Dataset items:
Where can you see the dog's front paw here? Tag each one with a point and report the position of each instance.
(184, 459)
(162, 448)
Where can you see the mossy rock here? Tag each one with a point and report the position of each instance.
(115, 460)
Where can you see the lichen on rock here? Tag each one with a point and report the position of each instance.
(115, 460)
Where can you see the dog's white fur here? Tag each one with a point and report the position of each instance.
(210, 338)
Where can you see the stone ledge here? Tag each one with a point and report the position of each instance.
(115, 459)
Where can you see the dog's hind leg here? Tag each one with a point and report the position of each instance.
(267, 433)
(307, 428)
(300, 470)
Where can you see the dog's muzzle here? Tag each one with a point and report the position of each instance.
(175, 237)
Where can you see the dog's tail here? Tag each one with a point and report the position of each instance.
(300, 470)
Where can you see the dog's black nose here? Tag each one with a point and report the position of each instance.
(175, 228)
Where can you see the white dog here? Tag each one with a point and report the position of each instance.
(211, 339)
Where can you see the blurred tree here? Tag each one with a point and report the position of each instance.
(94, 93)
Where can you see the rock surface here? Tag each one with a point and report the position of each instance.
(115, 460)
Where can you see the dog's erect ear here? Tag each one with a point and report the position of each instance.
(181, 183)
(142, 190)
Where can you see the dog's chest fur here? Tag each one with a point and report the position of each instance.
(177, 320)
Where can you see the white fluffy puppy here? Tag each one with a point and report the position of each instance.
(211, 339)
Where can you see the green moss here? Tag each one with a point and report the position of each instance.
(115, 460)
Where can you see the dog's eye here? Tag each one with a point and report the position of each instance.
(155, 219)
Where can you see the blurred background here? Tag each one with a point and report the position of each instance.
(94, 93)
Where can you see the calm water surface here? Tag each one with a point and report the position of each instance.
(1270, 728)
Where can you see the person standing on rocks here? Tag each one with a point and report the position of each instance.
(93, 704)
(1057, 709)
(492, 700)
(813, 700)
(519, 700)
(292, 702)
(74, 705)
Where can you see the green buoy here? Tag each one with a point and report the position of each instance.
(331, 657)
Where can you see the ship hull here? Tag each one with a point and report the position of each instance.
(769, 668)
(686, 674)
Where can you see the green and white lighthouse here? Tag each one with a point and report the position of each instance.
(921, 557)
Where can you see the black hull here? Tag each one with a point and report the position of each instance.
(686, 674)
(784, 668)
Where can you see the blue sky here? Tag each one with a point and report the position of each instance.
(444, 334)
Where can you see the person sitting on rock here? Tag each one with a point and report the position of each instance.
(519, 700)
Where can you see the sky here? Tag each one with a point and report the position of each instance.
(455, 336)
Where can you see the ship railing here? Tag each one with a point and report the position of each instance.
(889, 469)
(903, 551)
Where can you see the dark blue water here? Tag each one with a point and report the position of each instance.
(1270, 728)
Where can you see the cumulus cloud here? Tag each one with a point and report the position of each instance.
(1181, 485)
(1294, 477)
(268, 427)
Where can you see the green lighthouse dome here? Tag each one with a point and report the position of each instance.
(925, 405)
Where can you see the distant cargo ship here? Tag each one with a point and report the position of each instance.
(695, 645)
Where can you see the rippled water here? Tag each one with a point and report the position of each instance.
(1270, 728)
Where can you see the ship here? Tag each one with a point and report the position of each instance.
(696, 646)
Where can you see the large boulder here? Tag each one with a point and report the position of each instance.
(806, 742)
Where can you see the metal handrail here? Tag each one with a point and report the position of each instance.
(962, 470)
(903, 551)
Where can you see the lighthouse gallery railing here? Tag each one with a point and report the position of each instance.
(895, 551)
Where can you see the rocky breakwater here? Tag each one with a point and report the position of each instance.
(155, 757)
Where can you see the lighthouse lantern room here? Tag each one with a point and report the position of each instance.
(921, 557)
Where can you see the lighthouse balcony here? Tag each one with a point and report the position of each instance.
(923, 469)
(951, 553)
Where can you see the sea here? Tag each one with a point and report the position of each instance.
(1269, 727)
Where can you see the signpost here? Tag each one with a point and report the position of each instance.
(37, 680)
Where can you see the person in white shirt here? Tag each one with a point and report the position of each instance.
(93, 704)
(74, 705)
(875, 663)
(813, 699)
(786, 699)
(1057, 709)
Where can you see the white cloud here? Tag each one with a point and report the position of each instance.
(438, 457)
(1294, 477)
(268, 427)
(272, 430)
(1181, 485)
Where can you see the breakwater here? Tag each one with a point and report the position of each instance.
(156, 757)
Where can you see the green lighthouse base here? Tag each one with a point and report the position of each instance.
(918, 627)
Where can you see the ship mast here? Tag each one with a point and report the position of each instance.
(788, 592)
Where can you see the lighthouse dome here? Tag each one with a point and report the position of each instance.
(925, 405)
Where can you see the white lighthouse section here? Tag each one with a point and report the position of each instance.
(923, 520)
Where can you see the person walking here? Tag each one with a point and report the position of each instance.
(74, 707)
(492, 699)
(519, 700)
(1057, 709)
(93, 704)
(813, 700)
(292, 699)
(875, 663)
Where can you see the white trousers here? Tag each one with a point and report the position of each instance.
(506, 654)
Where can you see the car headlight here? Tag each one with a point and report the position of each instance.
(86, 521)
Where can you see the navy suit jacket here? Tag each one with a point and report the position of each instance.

• Task prompt: Set down all of the records shown above once more, exactly.

• Expected answer:
Where can you see the dog's front paw here? Tag each one with a point and report the position of each instance.
(184, 459)
(162, 448)
Where can you see the mossy rock here? Tag each one with a point and report the position of each instance.
(115, 460)
Where can you see the lichen on rock here? Tag each one with a point and report the position of each instance.
(115, 460)
Where can you see the dog's white fur here? Tag each one with a point and report the position of each instance.
(210, 338)
Where can you see the stone ledge here? Tag each one with a point and report the position of each instance.
(115, 459)
Where can you see the dog's hind leg here? Tag each one with a point and report the position of each instance.
(267, 433)
(307, 428)
(300, 470)
Where can you see the dog's muzzle here? Tag each one with a point and report the position of each instance.
(175, 237)
Where can you see the dog's tail here? Tag each one with a point and report the position of each instance.
(300, 470)
Where can you see the dog's black nose here? Tag each one with a point and report the position of each instance.
(175, 228)
Where can you see the white dog here? Tag each one with a point and report the position of each instance.
(211, 339)
Where can you see the blurred tree here? Tag each one with a point and report the position of each instance.
(94, 93)
Where can you see the rock surface here? Tag each one with a point and report the position of each instance.
(115, 460)
Where can you see the dog's erect ear here? Tag each one with a point and report the position of each instance.
(181, 183)
(142, 190)
Where can you see the dog's chest fur here? Tag each one with a point and report the position of each instance.
(177, 320)
Where can you see the white fluffy puppy here? Tag each one with a point and report the position of each instance.
(211, 339)
Where can you see the green moss here? Tag each one with a point and report the position of each instance.
(115, 460)
Where can you see the dog's eye here? Tag each one with a point and report the position of each instance.
(155, 219)
Where can you see the blurred background here? Tag each one with a point and report the position of each instance.
(94, 93)
Where can you see the calm water surface here? Tag each one with a point and report the position of each instance.
(1270, 728)
Where can you see the person standing on rocks here? Tag each one with a point and report the position of each instance.
(93, 704)
(1057, 709)
(492, 700)
(813, 700)
(519, 700)
(292, 702)
(74, 705)
Where can you see the green buoy here? Tag each one with a point and report the position of each instance.
(331, 657)
Where can you see the ship hull here? Tag each one with a point and report the position of each instance.
(769, 668)
(686, 674)
Where can you see the green and white lighthouse here? Tag each one with a point and report the position of each instance.
(921, 557)
Where can you see the black hull here? Tag each one with a point and report the position of each instance.
(686, 674)
(784, 668)
Where can you see the blue sky here? Tag each one with a point and report the position of each instance.
(444, 334)
Where can you see the person sitting on rock here? Tag each one with a point and report the position of each instance.
(519, 700)
Where can you see the sky here? Tag each one with a point and report the position of each instance.
(455, 336)
Where can you see the ship railing here? Tag each one with a point and report the position of each instance.
(889, 469)
(903, 551)
Where can you see the dark blue water here? Tag each one with a point and report the position of each instance.
(1270, 728)
Where can you see the cumulus cloud here? Tag each one with a point and report the position of each instance.
(1181, 485)
(1294, 477)
(268, 427)
Where can you see the green lighthouse dome here? Tag each one with a point and report the position of each instance.
(925, 405)
Where can you see the distant cargo ship here? Tag each one with a point and report the position of each instance.
(695, 645)
Where can you see the rippled water here? Tag each one with a point and report the position of each instance.
(1270, 728)
Where can you see the ship here? Tag each one with a point and report the position of each instance.
(696, 646)
Where can you see the large boulder here? Tag each one with a point and report the position of each instance.
(806, 742)
Where can you see the metal handrail here? Tag each one with a point and report the position of each instance.
(962, 470)
(903, 551)
Where can you see the lighthouse gallery railing here? Tag each one with a point and report the position of each instance.
(895, 551)
Where can you see the rocky breakwater here? Tag each one with a point and report the position of each instance.
(155, 757)
Where can you see the lighthouse lantern room here? Tag each one with a point and report the position of each instance.
(921, 557)
Where can you see the lighthouse balcony here? Tag each one with a point and report the position of each instance.
(923, 469)
(951, 553)
Where can you see the sea here? Tag each one with a point and report the position of each instance.
(1269, 727)
Where can you see the signpost here? Tag each one with a point and report the position of each instance.
(37, 680)
Where can you see the person in white shirt here? Tag each one with a point and report the position of each instance.
(93, 704)
(74, 705)
(875, 663)
(813, 699)
(786, 699)
(1057, 709)
Where can you see the white cloud here? Tag each one with a point and report the position of each instance.
(438, 457)
(1294, 477)
(268, 427)
(272, 430)
(1181, 485)
Where can you see the breakwater here? Tag each one with a point and report the position of each instance.
(156, 757)
Where can you see the green lighthouse base here? Tag each one with a point and report the position of each instance.
(918, 627)
Where can you see the ship mast here? Tag each one with a point and report the position of each instance.
(788, 592)
Where can you see the lighthouse dome here? Tag each one with a point and report the position of each instance.
(925, 405)
Where can you see the white lighthouse section here? Tag each one with a point and report the position of each instance.
(923, 520)
Where can you see the person walking here? Tag each one with a point and report the position of each instance.
(74, 707)
(492, 699)
(519, 700)
(1057, 709)
(93, 704)
(813, 700)
(292, 699)
(875, 663)
Where can you see the white trousers here? Tag each one with a point and report the position of each instance.
(506, 654)
Where can you see the car headlight here? Tag each one with a point and report the position of each instance.
(86, 521)
Where can you see the navy suit jacket here? Tag each one with a point and report the position of each instance.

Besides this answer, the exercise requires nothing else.